### Excerpt
┄┄┄┄┄┄┄┄┄┄

First off: Happy New Years. Glad we made it another year! In an effort to grow closer to my loyal, rabid fan base (all 3 of you) I’ll start off the New Year by giving you a glimpse into my little slice of life.
Over the winter break (my work shuts down from Christmas to after New Years) my family all had the flu. Which means, we pretty much sat around the house watching Christmas movies and playing games. The time was well spent really, and it also gave me time to rest and think. Contrary to popular belief, thinking is one of my favorite pastimes. We laughed a lot, took a lot of cold medicine, took about a thousand temperatures, shivered, sweated, and generally acted like we had the flu. It was glorious.
During this time, I had the chance to experience my family in their natural habitat. I got to see my kids playing with each other, helping each other, aggravating each other. More importantly, I got to interact with them in ways I don’t normally get to as a working dad. They got to be comfortable around me, and we got to have some great conversations.
I’m generally not a big fan of New Year’s resolutions. But sometimes, I catch myself breaking resolutions without realizing I had made them in the first place. Have you ever done that? It’s kind of scary, and it says a lot about how our minds work.
For instance: Unbeknownst to me, my brain resolved to ride my bike to work as much as possible. You know how many times I’ve ridden this year? That’s right, none. Zilch. Why does this upset me? Does it make a difference in the grand scheme of things? Not really. But I still feel like a failure.

┄┄┄┄┄┄┄┄┄┄

### Study material
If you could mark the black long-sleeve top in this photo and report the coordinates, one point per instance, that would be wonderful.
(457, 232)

┄┄┄┄┄┄┄┄┄┄

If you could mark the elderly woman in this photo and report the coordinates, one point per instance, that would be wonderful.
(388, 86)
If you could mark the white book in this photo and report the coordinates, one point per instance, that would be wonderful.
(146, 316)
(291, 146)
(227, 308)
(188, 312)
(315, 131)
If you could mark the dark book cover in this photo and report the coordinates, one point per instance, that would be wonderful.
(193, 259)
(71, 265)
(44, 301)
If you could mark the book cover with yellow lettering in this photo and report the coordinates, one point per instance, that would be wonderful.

┄┄┄┄┄┄┄┄┄┄

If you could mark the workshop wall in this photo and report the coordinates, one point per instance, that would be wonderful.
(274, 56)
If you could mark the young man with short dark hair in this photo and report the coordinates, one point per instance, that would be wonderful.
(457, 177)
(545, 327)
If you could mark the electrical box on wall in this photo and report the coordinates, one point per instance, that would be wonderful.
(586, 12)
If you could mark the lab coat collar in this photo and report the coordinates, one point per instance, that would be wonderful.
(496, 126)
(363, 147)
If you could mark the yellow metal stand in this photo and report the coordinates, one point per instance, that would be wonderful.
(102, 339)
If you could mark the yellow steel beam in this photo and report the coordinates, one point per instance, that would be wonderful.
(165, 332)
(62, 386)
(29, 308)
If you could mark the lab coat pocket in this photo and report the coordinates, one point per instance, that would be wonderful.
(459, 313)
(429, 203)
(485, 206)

┄┄┄┄┄┄┄┄┄┄

### Work request
Copy the New Year post word for word, starting at "During this time, I" and ending at "some great conversations.".

### Answer to this exercise
During this time, I had the chance to experience my family in their natural habitat. I got to see my kids playing with each other, helping each other, aggravating each other. More importantly, I got to interact with them in ways I don’t normally get to as a working dad. They got to be comfortable around me, and we got to have some great conversations.